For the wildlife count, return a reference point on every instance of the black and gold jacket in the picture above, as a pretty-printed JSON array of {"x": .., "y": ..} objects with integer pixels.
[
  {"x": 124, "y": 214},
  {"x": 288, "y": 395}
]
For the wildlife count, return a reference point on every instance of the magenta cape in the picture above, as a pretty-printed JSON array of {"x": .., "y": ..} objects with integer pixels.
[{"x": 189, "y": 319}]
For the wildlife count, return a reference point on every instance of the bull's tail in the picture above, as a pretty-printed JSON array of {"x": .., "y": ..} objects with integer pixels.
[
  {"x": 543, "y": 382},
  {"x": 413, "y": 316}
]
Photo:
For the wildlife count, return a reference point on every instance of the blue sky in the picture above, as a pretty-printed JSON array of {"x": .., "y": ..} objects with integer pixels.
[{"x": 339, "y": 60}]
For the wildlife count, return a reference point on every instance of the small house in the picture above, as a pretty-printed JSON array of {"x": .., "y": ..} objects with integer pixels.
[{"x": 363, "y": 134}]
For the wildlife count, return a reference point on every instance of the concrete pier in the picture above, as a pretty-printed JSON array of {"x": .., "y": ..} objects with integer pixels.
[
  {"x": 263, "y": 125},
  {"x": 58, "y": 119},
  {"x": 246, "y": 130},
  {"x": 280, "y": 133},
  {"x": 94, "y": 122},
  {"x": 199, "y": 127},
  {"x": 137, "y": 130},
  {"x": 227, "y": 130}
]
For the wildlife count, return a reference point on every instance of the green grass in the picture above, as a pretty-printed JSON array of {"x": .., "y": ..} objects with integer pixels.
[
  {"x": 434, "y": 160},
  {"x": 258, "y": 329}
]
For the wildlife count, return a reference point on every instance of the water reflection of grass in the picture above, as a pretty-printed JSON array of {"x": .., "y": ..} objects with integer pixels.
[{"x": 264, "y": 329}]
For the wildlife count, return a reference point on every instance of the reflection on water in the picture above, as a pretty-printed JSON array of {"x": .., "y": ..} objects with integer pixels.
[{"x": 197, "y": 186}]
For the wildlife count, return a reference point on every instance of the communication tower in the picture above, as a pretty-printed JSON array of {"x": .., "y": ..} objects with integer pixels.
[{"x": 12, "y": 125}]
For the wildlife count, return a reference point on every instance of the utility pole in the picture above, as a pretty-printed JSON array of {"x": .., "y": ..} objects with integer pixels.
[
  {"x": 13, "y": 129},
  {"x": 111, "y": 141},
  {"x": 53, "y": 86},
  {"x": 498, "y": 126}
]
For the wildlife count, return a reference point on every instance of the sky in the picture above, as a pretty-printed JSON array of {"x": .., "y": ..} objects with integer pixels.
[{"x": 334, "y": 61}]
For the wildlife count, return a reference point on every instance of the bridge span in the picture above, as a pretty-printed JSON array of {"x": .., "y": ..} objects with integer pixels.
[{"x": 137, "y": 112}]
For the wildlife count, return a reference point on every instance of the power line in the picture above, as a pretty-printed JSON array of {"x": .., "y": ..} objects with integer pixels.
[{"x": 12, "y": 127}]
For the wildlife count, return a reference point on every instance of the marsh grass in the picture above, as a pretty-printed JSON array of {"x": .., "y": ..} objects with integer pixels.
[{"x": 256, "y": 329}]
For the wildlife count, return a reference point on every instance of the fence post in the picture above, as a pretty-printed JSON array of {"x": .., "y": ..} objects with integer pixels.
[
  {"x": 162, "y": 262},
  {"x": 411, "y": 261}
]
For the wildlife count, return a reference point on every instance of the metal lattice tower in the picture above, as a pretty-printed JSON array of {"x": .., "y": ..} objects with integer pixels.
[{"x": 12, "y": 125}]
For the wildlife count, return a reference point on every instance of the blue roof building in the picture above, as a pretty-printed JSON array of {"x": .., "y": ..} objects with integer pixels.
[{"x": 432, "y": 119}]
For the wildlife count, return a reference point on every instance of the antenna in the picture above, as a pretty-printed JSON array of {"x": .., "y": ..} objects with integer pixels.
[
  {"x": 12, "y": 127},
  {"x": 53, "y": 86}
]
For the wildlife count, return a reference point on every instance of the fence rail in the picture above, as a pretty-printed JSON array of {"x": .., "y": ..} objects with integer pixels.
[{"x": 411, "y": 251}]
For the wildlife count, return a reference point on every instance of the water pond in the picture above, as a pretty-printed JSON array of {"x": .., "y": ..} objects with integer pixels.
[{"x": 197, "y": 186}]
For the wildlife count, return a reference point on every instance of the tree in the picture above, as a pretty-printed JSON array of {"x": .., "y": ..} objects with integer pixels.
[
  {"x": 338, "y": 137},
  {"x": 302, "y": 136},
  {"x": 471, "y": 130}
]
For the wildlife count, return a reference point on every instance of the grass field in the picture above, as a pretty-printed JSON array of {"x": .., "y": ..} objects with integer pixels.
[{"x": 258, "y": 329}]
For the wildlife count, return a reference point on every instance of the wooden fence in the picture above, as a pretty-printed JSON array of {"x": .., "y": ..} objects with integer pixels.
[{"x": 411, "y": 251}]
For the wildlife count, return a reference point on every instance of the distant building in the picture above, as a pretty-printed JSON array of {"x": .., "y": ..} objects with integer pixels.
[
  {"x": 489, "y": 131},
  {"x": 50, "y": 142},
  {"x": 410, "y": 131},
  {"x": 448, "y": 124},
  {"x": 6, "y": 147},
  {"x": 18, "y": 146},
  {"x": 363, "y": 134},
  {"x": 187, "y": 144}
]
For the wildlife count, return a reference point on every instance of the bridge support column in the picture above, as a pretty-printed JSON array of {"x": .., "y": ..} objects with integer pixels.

* * *

> [Set problem]
Set all of the records down again, exactly as they stand.

> [Problem solution]
For the wildlife count, return a reference point on every instance of the black and gold jacket in the picture above, as a pretty-printed JSON array of {"x": .., "y": ..} objects with integer pixels.
[
  {"x": 124, "y": 214},
  {"x": 288, "y": 395}
]
For the wildlife count, return a reference point on every instance of the magenta cape in the picture above, as a pretty-printed JSON array of {"x": .., "y": ..} objects with integer pixels.
[{"x": 189, "y": 319}]
For the wildlife count, return a reference point on every instance of the bull's tail in the picture above, as a pretty-printed JSON array of {"x": .., "y": ..} objects with integer pixels.
[
  {"x": 543, "y": 382},
  {"x": 413, "y": 316}
]
Photo:
For the wildlife count, return a reference point on every instance of the blue sky in the picture above, as a pretty-printed JSON array of {"x": .., "y": ..} objects with integer pixels.
[{"x": 339, "y": 60}]
For the wildlife count, return a reference point on every instance of the small house in the picture above, as a pretty-printed JSON array of {"x": .., "y": ..} objects with integer pixels.
[{"x": 363, "y": 134}]
For the wildlife count, return a reference point on every instance of the concrete pier in the picture above, as a pretty-printed JSON array of {"x": .., "y": ..} objects with integer pixels.
[
  {"x": 263, "y": 125},
  {"x": 58, "y": 119},
  {"x": 246, "y": 130},
  {"x": 280, "y": 133},
  {"x": 94, "y": 122},
  {"x": 199, "y": 127},
  {"x": 137, "y": 130},
  {"x": 227, "y": 130}
]
For the wildlife count, return a reference point on every instance of the green grass in the picture above, as a pretty-printed JSON array of {"x": .., "y": ..} objects with integer pixels.
[
  {"x": 434, "y": 160},
  {"x": 258, "y": 329}
]
For the wildlife count, return a reference point on every instance of the water reflection of grass in the picture above, as a pretty-printed JSON array of {"x": .., "y": ..} objects with integer pixels.
[{"x": 264, "y": 329}]
For the wildlife count, return a reference point on every instance of the reflection on water in the picture above, as a pretty-printed JSON array of {"x": .., "y": ..} objects with integer pixels.
[{"x": 197, "y": 186}]
For the wildlife count, return a reference point on every instance of the communication tower in the picture above, as a pretty-printed JSON array of {"x": .., "y": ..} objects with integer pixels.
[{"x": 12, "y": 125}]
For the wildlife count, return a reference point on every instance of the utility pole in the picture above, as a pretty-printed JSON array of {"x": .., "y": ..} objects with integer pixels.
[
  {"x": 13, "y": 129},
  {"x": 111, "y": 141},
  {"x": 53, "y": 86},
  {"x": 498, "y": 126}
]
For the wildlife count, return a reference point on every instance of the sky in the picture above, as a pretty-printed JSON array of {"x": .., "y": ..} objects with integer pixels.
[{"x": 334, "y": 61}]
For the wildlife count, return a reference point on every instance of the bridge span in the picture above, as a pretty-printed JSON array of {"x": .., "y": ..} objects with integer pixels.
[{"x": 137, "y": 112}]
For the wildlife count, return a reference point on every instance of the power line in the picture above, as a pretty-printed JSON array of {"x": .., "y": ..} objects with integer pixels.
[{"x": 12, "y": 127}]
For the wildlife count, return a reference point on every instance of the marsh grass in the picture above, as a pretty-printed JSON array of {"x": .., "y": ..} objects with integer pixels.
[{"x": 256, "y": 329}]
For the wildlife count, return a reference point on every instance of the fence post in the picture above, as a pretty-printed JSON array of {"x": .., "y": ..} objects with integer pixels.
[
  {"x": 162, "y": 262},
  {"x": 411, "y": 261}
]
For the wildlife count, return a reference point on every instance of the metal lattice tower in the picture above, as a pretty-printed JSON array of {"x": .., "y": ..} objects with integer pixels.
[{"x": 12, "y": 125}]
For the wildlife count, return a reference point on every instance of the blue roof building in the picture above, as a pretty-printed JSON array of {"x": .., "y": ..} objects with integer pixels.
[{"x": 432, "y": 119}]
For the wildlife count, return a reference point on every instance of the antenna in the picture above, as a pretty-printed JSON array of {"x": .., "y": ..} objects with integer pixels.
[
  {"x": 12, "y": 127},
  {"x": 53, "y": 86}
]
For the wildlife count, return a reference point on every instance of the fence rail in the picture above, as a pretty-printed JSON array of {"x": .., "y": ..} objects with integer pixels.
[{"x": 411, "y": 251}]
For the wildlife count, return a reference point on every instance of the water pond in the picture above, as a pretty-printed JSON array of {"x": .., "y": ..} objects with integer pixels.
[{"x": 197, "y": 186}]
For the wildlife count, return a reference point on every instance of the tree in the picture above, as a pretty-printed JSON array of {"x": .., "y": ..} objects with integer pixels.
[
  {"x": 338, "y": 137},
  {"x": 302, "y": 136},
  {"x": 471, "y": 130}
]
For the wildlife count, return a reference point on every instance of the grass field in the picture above, as a pretty-printed JSON array of {"x": .., "y": ..} objects with integer pixels.
[{"x": 258, "y": 329}]
For the wildlife count, return a reference point on every instance of the wooden fence in the picture above, as a pretty-printed JSON array of {"x": .., "y": ..} objects with integer pixels.
[{"x": 411, "y": 251}]
For the wildlife count, return a reference point on every instance of the distant building in the picture above, as a pretty-printed JSON array of {"x": .., "y": ..} objects with integer pixels.
[
  {"x": 489, "y": 131},
  {"x": 50, "y": 142},
  {"x": 410, "y": 131},
  {"x": 448, "y": 124},
  {"x": 6, "y": 147},
  {"x": 18, "y": 146},
  {"x": 363, "y": 134},
  {"x": 187, "y": 144}
]
For the wildlife count, return a reference point on every instance of the bridge support column in the picture above, as a pretty-printed JSON array of {"x": .., "y": ..} objects with integer pixels.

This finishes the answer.